→ What the task asks:
Look below for the line containing "Greenhouse-scouting request: tag the bare shoulder", then write out that line and every line after it to the end, exactly, minus the pictures.

▽

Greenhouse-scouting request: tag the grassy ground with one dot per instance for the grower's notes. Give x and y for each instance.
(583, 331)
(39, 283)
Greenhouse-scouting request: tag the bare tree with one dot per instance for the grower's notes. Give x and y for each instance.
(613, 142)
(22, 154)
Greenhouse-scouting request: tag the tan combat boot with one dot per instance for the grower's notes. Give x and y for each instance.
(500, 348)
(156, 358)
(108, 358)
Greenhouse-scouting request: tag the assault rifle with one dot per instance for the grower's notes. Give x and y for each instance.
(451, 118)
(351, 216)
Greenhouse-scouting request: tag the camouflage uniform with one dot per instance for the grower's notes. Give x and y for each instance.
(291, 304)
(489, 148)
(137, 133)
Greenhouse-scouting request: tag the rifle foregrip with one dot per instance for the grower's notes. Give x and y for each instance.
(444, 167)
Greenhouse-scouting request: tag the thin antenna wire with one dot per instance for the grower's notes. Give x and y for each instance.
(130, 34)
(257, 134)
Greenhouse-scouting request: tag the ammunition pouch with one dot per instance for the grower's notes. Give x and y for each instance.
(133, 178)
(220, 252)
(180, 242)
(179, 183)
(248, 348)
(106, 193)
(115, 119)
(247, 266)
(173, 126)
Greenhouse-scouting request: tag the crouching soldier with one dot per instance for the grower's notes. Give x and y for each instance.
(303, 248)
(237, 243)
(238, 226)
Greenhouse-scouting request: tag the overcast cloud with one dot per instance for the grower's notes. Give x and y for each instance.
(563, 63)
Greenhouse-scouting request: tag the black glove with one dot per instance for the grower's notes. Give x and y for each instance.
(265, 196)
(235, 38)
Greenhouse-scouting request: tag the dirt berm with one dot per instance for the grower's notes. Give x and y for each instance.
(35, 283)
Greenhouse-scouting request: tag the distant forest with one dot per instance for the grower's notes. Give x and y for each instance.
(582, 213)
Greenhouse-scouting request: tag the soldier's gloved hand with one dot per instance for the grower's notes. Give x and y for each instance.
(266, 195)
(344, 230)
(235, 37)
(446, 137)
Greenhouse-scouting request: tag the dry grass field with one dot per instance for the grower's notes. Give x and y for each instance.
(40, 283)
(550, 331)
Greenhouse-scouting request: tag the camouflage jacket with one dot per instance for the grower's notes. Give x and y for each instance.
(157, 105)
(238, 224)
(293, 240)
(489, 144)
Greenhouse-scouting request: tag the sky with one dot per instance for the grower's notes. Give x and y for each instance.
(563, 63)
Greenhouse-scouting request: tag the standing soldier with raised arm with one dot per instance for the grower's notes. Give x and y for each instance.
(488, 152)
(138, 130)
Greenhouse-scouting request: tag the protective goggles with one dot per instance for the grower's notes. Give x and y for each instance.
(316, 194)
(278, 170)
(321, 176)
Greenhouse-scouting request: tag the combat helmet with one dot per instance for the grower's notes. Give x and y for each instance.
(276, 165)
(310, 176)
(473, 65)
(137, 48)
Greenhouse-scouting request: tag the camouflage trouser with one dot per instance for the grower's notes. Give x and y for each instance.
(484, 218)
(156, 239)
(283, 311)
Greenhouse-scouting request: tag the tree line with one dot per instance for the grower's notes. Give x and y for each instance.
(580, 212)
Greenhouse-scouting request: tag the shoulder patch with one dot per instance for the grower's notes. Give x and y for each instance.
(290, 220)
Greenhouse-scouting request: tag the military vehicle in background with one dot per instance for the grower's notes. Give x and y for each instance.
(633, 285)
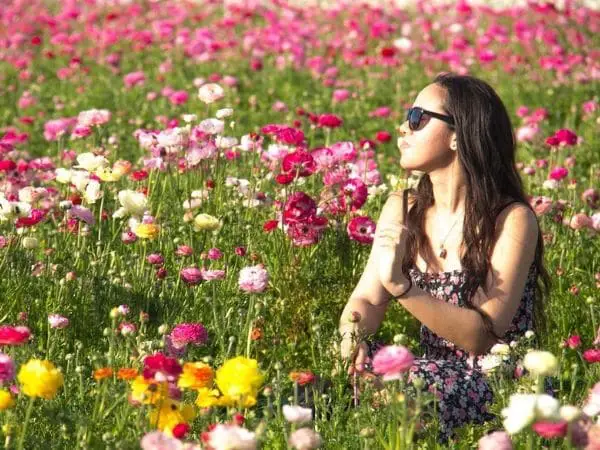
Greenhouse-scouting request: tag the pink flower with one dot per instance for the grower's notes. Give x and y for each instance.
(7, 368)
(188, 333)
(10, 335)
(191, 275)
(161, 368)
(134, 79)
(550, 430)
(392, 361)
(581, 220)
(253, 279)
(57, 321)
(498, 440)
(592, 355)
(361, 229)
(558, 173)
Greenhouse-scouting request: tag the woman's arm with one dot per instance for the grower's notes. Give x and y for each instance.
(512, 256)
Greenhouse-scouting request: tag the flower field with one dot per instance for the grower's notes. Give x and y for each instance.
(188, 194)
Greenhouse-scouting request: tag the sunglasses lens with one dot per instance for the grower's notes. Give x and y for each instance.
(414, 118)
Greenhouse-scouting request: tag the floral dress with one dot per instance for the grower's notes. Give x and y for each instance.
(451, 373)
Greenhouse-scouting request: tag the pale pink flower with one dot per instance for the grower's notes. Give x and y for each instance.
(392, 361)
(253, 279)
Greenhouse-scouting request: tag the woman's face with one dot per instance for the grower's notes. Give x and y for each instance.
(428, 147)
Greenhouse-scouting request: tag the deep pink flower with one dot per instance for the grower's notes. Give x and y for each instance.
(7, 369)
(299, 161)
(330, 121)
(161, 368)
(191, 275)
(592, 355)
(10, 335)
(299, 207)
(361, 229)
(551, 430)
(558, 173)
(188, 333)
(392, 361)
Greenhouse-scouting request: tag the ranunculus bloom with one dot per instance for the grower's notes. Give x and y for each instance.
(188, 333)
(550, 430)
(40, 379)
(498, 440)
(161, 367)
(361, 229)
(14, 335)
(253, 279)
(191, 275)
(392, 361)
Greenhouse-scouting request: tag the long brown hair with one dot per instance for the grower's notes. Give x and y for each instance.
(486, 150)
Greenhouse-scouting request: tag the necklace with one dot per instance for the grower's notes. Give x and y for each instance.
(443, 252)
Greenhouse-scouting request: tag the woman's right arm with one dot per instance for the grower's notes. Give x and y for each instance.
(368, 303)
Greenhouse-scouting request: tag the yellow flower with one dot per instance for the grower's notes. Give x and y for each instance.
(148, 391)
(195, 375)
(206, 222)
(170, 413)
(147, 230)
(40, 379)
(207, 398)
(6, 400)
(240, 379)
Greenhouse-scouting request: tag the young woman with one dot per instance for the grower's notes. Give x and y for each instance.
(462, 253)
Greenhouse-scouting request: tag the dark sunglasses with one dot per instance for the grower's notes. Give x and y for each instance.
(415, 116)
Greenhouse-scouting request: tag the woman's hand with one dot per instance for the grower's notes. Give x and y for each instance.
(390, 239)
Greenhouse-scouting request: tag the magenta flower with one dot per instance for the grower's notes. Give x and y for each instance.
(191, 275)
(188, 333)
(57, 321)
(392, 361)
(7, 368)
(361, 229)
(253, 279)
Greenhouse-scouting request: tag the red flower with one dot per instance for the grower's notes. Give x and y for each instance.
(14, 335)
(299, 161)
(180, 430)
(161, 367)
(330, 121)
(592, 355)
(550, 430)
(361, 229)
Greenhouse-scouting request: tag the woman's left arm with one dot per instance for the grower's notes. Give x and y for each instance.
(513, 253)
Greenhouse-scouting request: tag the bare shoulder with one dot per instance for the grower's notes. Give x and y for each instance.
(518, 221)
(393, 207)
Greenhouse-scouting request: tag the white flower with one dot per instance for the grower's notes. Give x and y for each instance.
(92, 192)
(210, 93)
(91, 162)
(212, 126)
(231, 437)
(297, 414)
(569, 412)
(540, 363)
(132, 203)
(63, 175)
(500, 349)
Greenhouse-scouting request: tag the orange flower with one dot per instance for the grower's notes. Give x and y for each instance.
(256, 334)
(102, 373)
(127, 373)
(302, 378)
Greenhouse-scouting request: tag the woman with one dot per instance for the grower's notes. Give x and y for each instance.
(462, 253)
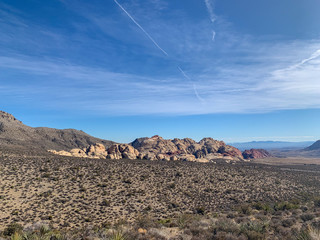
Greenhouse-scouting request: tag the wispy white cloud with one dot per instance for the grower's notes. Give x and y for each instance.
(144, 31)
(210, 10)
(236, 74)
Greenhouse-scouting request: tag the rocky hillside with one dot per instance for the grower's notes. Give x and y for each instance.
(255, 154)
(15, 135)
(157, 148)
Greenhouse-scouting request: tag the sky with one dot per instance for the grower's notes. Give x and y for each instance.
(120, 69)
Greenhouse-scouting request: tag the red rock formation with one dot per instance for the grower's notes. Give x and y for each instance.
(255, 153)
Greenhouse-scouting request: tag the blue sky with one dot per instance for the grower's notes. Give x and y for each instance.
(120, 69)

△

→ Written answer:
Greenhouse-scouting request: tag the bare shoulder with one dot per instance for the grower's notes. Give x and y for each instance.
(518, 221)
(393, 207)
Greenhouse-scouting request: tag the white flower with one dot per instance for the grower's notes. Give x and y for each instance.
(92, 192)
(210, 93)
(91, 162)
(212, 126)
(231, 437)
(297, 414)
(569, 412)
(540, 363)
(132, 203)
(63, 175)
(500, 349)
Greenhouse-scouting request: tag the orange flower with one dot per instance for the grower's notes. Give x and y for each instance.
(256, 334)
(102, 373)
(127, 373)
(302, 378)
Greenhouse-scouting request: tag the woman with one dot per instance for the grower's notes. Give x and y for each instance.
(462, 253)
Greenhouse-scouting request: tag the wispy white cloud with one dot per instance for the grower's notes. Give x and y for each instance.
(144, 31)
(210, 10)
(236, 74)
Greenhouse-scouting request: tag the rocky hillside with one dot per instance for the grower's notes. Give x and y for each instance.
(255, 154)
(15, 135)
(157, 148)
Greenhouse-scouting request: tag the sky with one dot per instance for the grower's notes. Give x and y for each instance.
(120, 69)
Greenhouse-scouting request: tag the red rock formation with one dot per instance for the grower's notes. Give x and y for each instance.
(255, 153)
Greenhouse-scouting request: tag the blue sky with one dot per instance for the grower's notes. Give x and y for each instance.
(120, 69)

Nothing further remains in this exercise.